▸ **Что нужно сделать**: Перепишите без изменений отрывок из текста о прозе Хемингуэя: всё от слов «Эрнест Хемингуэй —» вниз до слов «на операционном столе.» включительно.

▸ **Текст для чтения**:
>>>
Эрнест Хемингуэй — страница 18 из 42

Как-то Достоевский, открывший русскому читателю Эдгара По — новеллиста, высказал проницательное суждение о его художественном методе. Он писал, что при всей силе воображения и фантазии Эдгара По мир в его произведениях сугубо материальный, что в его книгах нас поражает «сила подробностей», и в этом проявляется особенность По как специфически американского писателя. У Хемингуэя впечатляет именно эта «сила подробностей», точность деталей, конкретность во всем, что он описывает, будь то быт прифронтового городка, работа тех, кто обслуживает санитарную машину, ощущения солдата, получившего ранение, состояние раненого на госпитальной койке или на операционном столе.

Столь же наглядны, осязаемы хемингуэевские пейзажи. Вспомним начало романа: «В тот год поздним летом мы стояли в деревне, в домике, откуда видны были река и равнина, а за ними горы. Русло реки устилали голыши и галька, сухие и белые на солнце, а вода была прозрачная и быстрая и совсем голубая в протоках» (II, с. 11). А затем тут же развертываются иные, контрастные сцены, пыльные дороги, непрерывное движение войск, машин, повозок, мулов…

Важными для поэтики Хемингуэя являются лейтмотивы, повторяющиеся по ходу повествования образы или отдельные детали. Таким лейтмотивом является в романе образ дождя. С него начинается роман. Дождь создает атмосферу осени, слякоти, тяжести, безнадежности. Все пронзительные сцены отступления под Капоретто, с его хаосом и неразберихой, развернуты под аккомпанемент непрекращающегося дождя. В финале книги герой уходит из больницы, где скончалась Кэтрин. Он идет к себе в отель «под дождем».
<<<
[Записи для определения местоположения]
>>>
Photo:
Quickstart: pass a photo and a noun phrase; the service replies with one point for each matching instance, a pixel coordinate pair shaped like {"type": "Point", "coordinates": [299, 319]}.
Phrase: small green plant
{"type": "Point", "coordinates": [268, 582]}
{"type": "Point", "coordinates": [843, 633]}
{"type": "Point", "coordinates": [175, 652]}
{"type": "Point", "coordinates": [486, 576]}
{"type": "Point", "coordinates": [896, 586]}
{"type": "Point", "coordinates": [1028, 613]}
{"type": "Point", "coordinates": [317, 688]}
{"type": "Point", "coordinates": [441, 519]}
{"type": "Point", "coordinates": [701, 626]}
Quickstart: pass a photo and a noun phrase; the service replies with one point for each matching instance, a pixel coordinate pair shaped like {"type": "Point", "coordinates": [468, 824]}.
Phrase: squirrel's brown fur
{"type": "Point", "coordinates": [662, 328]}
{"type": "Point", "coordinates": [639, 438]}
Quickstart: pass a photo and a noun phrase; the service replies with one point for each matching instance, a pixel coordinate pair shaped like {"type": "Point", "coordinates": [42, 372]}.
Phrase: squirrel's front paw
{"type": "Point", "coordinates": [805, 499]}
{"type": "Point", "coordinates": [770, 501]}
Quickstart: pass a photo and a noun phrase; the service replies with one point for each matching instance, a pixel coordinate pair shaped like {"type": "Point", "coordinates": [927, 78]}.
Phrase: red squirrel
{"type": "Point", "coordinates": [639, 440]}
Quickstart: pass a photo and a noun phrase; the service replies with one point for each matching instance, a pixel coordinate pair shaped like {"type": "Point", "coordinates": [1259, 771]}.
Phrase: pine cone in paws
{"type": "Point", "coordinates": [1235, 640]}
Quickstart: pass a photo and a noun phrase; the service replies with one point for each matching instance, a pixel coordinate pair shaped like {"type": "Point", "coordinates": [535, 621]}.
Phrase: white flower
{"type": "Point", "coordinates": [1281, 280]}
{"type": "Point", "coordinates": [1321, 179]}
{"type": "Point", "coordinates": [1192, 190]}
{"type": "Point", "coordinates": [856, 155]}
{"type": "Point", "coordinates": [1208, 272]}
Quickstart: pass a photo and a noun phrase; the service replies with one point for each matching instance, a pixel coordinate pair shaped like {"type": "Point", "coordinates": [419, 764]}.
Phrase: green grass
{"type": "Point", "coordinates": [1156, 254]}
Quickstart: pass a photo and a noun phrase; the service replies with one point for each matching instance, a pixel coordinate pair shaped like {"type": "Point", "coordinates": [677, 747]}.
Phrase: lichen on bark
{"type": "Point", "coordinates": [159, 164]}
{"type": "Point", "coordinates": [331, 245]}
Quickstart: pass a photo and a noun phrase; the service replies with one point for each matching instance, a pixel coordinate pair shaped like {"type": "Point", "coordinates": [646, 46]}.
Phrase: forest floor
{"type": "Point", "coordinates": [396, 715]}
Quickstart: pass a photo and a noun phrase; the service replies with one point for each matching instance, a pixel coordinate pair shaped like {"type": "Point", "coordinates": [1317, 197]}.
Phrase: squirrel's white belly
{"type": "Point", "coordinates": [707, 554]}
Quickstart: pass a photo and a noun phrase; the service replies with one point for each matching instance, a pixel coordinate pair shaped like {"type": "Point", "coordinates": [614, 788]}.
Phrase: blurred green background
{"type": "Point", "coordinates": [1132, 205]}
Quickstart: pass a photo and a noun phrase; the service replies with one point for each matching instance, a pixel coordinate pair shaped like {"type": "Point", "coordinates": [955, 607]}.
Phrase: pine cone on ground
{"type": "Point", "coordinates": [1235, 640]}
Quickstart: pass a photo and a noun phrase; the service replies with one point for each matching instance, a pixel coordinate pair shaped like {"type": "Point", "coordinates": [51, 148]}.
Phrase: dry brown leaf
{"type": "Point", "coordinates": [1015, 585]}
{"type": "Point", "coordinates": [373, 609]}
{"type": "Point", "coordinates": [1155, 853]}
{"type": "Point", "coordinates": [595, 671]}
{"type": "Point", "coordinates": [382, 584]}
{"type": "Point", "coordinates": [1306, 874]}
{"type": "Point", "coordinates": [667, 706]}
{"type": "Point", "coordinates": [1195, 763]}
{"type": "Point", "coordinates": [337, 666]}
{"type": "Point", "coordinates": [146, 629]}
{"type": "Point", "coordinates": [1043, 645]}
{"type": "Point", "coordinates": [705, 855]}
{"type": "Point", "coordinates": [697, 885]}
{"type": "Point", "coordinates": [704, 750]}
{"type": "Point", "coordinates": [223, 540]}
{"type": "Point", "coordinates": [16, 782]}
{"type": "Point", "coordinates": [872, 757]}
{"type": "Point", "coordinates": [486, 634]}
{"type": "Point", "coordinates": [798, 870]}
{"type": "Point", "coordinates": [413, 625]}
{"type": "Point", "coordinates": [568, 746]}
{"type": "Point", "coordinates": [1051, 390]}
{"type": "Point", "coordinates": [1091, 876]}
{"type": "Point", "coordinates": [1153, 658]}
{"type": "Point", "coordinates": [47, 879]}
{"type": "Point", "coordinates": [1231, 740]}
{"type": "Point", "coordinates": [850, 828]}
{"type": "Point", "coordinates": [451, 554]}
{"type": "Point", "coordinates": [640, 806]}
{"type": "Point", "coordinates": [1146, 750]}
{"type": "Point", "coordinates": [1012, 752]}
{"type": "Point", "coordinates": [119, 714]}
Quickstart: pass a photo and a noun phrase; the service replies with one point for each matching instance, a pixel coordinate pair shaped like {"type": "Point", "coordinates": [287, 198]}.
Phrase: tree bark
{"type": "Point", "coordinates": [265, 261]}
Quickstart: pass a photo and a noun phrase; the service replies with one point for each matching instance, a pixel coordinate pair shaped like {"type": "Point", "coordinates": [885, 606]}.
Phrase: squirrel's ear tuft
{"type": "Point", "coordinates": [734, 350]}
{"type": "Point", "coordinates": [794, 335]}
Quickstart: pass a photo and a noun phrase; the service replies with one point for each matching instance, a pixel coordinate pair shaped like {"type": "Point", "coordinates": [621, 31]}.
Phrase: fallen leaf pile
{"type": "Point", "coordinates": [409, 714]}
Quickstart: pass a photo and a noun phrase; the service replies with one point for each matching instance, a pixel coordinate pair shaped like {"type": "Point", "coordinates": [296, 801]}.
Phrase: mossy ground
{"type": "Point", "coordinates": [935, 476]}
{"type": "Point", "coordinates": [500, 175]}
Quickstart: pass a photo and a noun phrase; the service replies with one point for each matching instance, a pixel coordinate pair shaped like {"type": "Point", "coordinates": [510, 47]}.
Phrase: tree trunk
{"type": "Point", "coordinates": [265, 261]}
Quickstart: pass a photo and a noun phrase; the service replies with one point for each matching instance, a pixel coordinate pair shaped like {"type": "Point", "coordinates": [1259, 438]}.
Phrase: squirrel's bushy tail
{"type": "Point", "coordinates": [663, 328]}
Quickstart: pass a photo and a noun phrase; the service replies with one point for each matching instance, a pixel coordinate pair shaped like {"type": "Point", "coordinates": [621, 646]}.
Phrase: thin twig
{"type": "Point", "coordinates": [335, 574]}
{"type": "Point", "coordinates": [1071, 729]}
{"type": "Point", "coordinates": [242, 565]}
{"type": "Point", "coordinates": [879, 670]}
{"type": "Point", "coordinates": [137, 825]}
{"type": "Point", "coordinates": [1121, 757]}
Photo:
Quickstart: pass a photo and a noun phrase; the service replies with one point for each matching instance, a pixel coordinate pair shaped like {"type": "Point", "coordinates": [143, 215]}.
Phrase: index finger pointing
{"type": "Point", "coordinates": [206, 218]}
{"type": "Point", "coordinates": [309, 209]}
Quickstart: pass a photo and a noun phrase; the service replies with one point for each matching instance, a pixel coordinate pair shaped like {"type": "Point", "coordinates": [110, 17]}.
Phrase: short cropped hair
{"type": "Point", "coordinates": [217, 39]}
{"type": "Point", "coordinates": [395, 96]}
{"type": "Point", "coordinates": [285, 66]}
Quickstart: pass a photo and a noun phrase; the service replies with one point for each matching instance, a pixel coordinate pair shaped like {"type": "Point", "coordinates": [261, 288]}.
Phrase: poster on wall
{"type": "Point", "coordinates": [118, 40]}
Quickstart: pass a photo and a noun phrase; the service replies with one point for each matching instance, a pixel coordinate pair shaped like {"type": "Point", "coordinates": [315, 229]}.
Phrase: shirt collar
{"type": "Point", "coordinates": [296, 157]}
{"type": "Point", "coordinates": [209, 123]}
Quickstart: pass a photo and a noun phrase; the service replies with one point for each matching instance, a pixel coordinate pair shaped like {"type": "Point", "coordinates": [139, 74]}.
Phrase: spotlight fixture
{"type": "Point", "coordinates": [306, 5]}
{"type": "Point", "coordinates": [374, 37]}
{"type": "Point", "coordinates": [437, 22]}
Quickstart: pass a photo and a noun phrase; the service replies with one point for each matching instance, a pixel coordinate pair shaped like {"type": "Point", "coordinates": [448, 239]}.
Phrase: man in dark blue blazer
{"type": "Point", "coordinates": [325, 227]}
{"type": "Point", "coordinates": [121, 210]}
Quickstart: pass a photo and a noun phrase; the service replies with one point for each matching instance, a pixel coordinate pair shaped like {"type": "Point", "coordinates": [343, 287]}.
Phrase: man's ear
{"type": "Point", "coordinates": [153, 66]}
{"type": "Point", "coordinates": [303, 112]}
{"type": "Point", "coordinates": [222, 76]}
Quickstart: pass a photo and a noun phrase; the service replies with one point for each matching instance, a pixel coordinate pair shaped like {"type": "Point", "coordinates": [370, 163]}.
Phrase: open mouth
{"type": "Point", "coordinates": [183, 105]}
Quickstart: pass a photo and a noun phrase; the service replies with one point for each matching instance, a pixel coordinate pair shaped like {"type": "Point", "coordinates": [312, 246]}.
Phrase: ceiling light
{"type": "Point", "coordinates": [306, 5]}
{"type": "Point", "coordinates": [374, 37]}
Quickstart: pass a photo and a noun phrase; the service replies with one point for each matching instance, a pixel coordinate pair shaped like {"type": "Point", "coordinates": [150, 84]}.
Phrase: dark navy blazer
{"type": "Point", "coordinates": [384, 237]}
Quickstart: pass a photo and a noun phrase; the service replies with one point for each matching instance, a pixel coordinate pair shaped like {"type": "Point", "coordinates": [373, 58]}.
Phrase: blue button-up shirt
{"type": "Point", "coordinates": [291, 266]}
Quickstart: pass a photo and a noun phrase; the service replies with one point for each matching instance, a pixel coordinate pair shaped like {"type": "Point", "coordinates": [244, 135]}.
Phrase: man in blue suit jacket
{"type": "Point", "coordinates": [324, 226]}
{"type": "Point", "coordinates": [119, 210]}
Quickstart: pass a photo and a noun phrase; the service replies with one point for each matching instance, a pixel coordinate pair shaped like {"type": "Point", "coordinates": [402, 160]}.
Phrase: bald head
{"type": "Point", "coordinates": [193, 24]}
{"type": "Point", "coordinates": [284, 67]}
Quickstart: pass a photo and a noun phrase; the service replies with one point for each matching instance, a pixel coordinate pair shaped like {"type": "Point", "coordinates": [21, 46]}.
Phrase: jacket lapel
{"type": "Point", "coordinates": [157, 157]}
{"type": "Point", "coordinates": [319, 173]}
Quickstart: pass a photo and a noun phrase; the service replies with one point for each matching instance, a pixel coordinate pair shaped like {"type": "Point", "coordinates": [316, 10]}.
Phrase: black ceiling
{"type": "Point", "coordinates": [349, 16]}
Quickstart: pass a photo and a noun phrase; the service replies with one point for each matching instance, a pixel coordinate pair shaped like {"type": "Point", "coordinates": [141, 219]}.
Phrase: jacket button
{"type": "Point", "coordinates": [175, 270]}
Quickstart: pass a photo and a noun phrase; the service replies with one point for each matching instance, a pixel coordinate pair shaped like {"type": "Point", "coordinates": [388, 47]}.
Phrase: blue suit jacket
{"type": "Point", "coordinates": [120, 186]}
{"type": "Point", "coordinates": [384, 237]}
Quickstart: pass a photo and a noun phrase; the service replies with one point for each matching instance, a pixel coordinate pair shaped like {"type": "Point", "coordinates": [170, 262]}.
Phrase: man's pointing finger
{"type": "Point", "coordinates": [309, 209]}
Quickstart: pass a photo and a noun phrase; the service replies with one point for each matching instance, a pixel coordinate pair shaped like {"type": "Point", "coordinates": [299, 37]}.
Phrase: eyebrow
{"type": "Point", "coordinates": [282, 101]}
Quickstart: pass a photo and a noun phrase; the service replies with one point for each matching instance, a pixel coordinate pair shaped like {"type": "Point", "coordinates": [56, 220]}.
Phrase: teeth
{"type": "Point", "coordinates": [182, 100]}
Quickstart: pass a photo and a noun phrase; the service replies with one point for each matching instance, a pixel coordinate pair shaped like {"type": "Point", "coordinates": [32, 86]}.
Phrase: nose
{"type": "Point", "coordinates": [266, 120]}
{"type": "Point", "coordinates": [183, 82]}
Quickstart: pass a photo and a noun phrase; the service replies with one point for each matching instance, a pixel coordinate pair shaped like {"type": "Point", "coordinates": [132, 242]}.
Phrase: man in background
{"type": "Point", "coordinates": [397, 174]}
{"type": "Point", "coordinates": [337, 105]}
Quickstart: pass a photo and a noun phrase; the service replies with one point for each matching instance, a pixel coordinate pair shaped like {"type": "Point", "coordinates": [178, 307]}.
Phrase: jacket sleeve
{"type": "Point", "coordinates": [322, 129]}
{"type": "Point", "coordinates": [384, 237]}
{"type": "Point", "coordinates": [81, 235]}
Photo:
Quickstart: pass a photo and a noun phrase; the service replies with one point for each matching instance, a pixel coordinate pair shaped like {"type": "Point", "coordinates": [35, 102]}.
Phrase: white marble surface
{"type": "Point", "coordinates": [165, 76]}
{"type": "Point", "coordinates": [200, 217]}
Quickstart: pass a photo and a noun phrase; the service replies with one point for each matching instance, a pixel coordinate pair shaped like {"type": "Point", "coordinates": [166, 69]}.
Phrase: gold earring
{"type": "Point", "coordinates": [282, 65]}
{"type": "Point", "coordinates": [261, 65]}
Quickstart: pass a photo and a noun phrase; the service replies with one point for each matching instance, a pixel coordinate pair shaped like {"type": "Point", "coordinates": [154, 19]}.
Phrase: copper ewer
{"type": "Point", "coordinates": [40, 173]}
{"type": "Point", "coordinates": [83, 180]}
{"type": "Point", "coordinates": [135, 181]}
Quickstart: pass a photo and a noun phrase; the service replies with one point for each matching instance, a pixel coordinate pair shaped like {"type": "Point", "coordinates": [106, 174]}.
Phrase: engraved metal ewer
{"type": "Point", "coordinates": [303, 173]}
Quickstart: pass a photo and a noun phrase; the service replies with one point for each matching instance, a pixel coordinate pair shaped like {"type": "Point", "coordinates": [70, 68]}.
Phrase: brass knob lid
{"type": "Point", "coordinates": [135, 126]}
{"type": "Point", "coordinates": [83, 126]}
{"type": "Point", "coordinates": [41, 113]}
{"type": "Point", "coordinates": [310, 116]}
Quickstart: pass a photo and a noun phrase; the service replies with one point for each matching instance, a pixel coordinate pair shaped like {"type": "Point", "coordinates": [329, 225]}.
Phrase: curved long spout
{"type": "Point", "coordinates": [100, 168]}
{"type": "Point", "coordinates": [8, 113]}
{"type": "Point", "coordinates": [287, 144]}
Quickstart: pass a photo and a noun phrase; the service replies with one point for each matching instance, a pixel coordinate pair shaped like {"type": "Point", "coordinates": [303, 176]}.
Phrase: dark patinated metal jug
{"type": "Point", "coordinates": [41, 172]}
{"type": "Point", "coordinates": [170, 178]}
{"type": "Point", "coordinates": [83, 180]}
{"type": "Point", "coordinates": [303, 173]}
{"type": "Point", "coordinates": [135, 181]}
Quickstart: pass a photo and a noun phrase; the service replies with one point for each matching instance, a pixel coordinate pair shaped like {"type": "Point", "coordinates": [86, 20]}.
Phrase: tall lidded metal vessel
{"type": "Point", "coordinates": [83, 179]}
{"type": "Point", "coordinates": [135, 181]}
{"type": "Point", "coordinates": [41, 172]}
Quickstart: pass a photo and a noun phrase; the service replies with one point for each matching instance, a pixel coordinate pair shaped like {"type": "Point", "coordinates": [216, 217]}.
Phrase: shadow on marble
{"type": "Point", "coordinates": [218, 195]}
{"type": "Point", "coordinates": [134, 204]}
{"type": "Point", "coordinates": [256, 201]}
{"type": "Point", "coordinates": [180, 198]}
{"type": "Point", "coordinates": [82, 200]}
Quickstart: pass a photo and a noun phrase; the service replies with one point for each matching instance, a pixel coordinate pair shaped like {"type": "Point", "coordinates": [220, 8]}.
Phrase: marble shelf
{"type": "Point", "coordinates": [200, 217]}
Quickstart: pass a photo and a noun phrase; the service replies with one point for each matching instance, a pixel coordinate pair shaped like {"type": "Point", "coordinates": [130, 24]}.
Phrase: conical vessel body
<<<
▸ **Ответ на задание**:
Эрнест Хемингуэй — страница 18 из 42

Как-то Достоевский, открывший русскому читателю Эдгара По — новеллиста, высказал проницательное суждение о его художественном методе. Он писал, что при всей силе воображения и фантазии Эдгара По мир в его произведениях сугубо материальный, что в его книгах нас поражает «сила подробностей», и в этом проявляется особенность По как специфически американского писателя. У Хемингуэя впечатляет именно эта «сила подробностей», точность деталей, конкретность во всем, что он описывает, будь то быт прифронтового городка, работа тех, кто обслуживает санитарную машину, ощущения солдата, получившего ранение, состояние раненого на госпитальной койке или на операционном столе.